TASK DIRECTIONS:
Only some lines are wanted. Transcribe, exactly, the lines below from the line with "Target: front wheel" up to and including the line with "Would you kindly mark the running".

Region pointing data:
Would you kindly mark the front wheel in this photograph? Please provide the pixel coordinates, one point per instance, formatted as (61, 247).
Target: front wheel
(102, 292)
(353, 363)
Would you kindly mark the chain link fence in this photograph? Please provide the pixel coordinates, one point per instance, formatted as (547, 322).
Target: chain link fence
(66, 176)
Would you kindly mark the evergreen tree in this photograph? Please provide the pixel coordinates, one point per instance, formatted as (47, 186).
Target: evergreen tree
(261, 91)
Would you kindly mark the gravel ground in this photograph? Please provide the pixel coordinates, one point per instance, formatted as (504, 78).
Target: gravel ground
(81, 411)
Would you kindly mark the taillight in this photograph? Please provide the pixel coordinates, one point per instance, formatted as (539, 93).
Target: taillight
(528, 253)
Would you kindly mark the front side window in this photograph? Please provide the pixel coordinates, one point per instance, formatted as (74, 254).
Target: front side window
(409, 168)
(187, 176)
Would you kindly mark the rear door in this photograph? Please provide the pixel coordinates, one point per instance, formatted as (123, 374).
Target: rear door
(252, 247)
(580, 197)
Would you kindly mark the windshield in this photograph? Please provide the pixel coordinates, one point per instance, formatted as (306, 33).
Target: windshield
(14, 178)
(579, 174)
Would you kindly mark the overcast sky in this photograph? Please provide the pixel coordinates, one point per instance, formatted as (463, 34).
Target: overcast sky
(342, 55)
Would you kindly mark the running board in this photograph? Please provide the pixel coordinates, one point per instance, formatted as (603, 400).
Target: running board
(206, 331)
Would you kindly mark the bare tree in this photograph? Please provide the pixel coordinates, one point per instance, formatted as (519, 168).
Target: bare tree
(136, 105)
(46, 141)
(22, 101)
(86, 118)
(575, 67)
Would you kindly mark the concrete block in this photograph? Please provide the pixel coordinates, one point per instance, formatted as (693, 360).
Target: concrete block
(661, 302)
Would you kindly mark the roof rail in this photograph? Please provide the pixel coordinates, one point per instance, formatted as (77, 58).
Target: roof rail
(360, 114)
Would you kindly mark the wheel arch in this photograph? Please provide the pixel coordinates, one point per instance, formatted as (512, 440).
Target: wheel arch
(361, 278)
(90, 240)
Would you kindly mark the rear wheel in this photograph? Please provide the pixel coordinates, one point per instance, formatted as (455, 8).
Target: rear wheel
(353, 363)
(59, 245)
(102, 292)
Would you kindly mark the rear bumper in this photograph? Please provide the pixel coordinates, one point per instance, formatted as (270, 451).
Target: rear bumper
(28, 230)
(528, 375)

* * *

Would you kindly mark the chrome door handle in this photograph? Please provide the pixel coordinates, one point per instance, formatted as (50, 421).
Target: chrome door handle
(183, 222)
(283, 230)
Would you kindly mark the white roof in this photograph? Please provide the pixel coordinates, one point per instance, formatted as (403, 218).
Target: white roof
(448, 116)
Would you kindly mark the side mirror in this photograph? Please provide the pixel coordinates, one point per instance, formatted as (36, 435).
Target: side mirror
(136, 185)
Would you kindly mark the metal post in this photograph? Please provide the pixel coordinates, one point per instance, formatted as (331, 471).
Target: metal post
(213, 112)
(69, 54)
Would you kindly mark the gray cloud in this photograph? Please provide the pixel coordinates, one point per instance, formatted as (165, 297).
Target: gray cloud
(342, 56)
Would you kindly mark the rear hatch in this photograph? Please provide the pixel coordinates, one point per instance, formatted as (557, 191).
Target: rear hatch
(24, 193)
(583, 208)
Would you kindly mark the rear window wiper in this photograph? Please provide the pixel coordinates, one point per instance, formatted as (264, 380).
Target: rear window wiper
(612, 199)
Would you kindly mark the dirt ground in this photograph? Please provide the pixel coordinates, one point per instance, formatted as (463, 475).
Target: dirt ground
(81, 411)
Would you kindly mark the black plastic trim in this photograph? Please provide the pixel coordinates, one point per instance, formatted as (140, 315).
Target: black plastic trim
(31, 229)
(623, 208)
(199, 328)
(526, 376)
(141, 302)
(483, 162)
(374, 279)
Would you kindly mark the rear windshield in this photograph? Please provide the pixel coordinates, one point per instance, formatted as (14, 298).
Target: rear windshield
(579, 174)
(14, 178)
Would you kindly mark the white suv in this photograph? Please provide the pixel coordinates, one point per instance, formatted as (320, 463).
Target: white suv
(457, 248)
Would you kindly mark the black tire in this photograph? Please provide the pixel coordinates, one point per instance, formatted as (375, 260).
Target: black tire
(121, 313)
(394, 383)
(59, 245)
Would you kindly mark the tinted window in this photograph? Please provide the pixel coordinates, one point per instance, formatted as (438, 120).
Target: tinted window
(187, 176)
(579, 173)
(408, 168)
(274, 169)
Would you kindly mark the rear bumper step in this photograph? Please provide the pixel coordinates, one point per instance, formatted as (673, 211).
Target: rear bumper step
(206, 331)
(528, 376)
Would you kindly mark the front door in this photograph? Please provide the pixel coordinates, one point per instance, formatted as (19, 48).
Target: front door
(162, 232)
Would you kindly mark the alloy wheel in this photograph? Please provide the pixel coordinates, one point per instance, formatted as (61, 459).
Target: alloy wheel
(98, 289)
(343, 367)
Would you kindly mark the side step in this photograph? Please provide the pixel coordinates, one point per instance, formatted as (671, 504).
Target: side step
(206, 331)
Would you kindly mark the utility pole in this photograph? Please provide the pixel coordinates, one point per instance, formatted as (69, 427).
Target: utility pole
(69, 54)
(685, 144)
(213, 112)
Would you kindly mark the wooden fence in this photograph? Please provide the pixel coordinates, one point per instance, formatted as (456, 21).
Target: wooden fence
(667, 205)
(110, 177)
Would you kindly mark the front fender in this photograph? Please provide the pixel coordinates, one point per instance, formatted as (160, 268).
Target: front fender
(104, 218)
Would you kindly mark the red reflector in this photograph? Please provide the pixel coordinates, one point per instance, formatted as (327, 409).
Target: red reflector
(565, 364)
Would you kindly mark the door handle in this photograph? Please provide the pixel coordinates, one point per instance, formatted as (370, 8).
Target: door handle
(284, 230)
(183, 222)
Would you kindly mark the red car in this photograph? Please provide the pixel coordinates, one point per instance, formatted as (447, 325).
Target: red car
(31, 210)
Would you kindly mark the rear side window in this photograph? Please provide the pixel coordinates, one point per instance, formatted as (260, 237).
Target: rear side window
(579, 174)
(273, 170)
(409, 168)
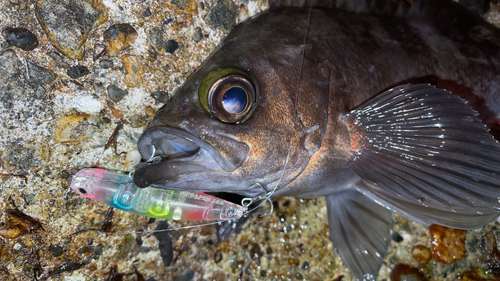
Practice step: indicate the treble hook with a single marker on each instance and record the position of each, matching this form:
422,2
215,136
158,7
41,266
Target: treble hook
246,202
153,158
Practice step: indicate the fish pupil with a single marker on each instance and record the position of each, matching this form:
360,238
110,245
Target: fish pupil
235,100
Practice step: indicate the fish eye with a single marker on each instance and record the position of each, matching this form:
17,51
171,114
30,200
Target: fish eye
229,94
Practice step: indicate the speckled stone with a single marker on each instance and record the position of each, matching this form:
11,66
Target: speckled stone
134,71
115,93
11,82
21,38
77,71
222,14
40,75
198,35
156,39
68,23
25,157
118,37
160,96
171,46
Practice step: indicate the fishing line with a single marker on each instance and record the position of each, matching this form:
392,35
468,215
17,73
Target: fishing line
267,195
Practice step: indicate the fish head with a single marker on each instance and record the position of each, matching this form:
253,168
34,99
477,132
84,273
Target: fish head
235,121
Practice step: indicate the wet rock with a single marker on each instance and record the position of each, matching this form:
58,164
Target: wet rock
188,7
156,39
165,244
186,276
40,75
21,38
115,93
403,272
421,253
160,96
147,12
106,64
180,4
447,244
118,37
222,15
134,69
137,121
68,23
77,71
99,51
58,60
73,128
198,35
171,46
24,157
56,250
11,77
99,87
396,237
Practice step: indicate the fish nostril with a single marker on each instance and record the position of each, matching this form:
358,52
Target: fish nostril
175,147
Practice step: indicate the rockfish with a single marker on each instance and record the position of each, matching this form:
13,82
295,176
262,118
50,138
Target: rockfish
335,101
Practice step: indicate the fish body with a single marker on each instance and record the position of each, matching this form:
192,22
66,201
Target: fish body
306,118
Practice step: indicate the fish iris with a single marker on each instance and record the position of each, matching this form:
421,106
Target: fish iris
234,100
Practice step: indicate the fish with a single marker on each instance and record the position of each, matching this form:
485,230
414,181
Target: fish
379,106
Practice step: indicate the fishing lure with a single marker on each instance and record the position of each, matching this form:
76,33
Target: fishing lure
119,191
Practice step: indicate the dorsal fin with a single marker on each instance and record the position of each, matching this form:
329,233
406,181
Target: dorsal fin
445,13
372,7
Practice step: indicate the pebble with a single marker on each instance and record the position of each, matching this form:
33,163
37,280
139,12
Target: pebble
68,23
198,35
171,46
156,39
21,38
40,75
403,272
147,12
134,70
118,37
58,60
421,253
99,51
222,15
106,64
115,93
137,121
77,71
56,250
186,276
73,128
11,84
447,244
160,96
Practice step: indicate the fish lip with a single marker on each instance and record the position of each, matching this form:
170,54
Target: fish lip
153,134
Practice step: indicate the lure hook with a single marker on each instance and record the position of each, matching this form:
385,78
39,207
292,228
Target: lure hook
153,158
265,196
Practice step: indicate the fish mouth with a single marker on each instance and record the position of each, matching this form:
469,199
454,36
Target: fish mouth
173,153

* * *

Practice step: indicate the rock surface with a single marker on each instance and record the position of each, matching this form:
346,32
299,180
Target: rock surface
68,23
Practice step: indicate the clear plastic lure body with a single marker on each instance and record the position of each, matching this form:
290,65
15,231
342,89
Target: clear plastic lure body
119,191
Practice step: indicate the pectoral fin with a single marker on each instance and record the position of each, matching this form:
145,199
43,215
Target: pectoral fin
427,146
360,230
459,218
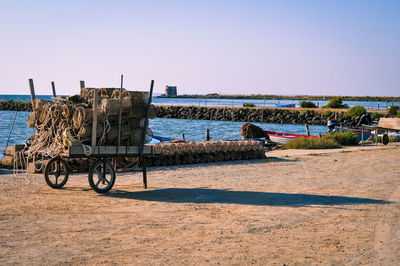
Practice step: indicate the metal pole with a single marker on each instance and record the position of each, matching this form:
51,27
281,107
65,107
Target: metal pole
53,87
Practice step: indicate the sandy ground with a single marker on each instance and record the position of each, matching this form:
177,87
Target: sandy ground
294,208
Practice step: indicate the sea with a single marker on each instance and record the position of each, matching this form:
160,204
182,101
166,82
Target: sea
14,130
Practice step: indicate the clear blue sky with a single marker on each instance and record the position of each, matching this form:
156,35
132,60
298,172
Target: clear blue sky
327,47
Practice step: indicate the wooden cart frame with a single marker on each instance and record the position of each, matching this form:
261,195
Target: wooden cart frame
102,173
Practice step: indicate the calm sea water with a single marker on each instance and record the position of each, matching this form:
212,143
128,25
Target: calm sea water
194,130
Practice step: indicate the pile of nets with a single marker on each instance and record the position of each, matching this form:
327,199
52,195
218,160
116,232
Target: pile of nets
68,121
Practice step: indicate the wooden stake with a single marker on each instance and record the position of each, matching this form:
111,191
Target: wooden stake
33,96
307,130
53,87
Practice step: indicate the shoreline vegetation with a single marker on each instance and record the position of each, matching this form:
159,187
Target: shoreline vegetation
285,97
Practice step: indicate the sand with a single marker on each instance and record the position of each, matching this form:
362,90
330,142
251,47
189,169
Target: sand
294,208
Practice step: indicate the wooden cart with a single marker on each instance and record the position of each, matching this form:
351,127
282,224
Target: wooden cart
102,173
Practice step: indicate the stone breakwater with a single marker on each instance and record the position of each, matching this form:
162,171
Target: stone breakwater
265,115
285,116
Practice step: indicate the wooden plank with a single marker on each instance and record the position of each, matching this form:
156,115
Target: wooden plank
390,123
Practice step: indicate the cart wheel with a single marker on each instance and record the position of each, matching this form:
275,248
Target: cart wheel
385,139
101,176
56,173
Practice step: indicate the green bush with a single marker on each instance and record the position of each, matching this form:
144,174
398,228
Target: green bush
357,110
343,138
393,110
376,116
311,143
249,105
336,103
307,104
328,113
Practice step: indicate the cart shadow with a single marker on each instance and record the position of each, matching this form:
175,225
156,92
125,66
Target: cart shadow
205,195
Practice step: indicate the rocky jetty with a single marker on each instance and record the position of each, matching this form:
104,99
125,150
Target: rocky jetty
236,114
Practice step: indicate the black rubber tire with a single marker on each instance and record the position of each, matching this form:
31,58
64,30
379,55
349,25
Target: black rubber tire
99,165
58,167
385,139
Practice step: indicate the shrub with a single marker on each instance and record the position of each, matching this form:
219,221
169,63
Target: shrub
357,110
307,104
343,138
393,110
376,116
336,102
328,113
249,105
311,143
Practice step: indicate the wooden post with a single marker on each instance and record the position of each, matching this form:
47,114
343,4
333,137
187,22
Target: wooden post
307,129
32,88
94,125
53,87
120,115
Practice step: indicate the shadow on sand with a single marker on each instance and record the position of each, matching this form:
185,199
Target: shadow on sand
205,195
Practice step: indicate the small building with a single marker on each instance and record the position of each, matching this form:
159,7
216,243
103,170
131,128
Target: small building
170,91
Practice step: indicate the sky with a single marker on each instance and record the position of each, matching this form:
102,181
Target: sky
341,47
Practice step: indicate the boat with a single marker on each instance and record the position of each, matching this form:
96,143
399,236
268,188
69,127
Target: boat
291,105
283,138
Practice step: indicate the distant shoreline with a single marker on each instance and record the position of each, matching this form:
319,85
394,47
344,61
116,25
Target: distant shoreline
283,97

RESPONSE AREA:
Target: front wheel
(102, 292)
(353, 363)
Would you kindly mark the chain link fence in this photograph? Please provide the pixel coordinates, one point per instance, formatted as (547, 322).
Target: chain link fence
(66, 176)
Would you kindly mark the evergreen tree in this photograph? Please provide the pixel coordinates, one point per instance, formatted as (47, 186).
Target: evergreen tree
(261, 91)
Would you kindly mark the gravel ground in this photograph? Please provide the pixel coordinates, one point per instance, formatted as (504, 78).
Target: gravel ground
(81, 411)
Would you kindly mark the taillight in this photograph? Please provide the pixel coordinates, one point per instance, formatted as (539, 93).
Target: taillight
(528, 253)
Would you kindly mark the front side window in this photograph? Please provide the pixel coordinates, one point per instance, formatted as (74, 254).
Target: front side window
(409, 168)
(187, 176)
Would you kindly mark the rear door in this photograph? Please provide the pixel coordinates, one point per instance, formatted as (123, 374).
Target: rear door
(252, 247)
(580, 197)
Would you kindly mark the windshield in this photograph? Please provide the pixel coordinates, one point per instance, formatted as (306, 33).
Target: windshield
(14, 178)
(579, 174)
Would you kindly mark the overcast sky in this photograph? Please provide the pixel coordinates, one point per instance, formatted as (463, 34).
Target: overcast sky
(342, 55)
Would you kindly mark the running board in this photograph? Please provide the pixel coordinates, one point per instance, formatted as (603, 400).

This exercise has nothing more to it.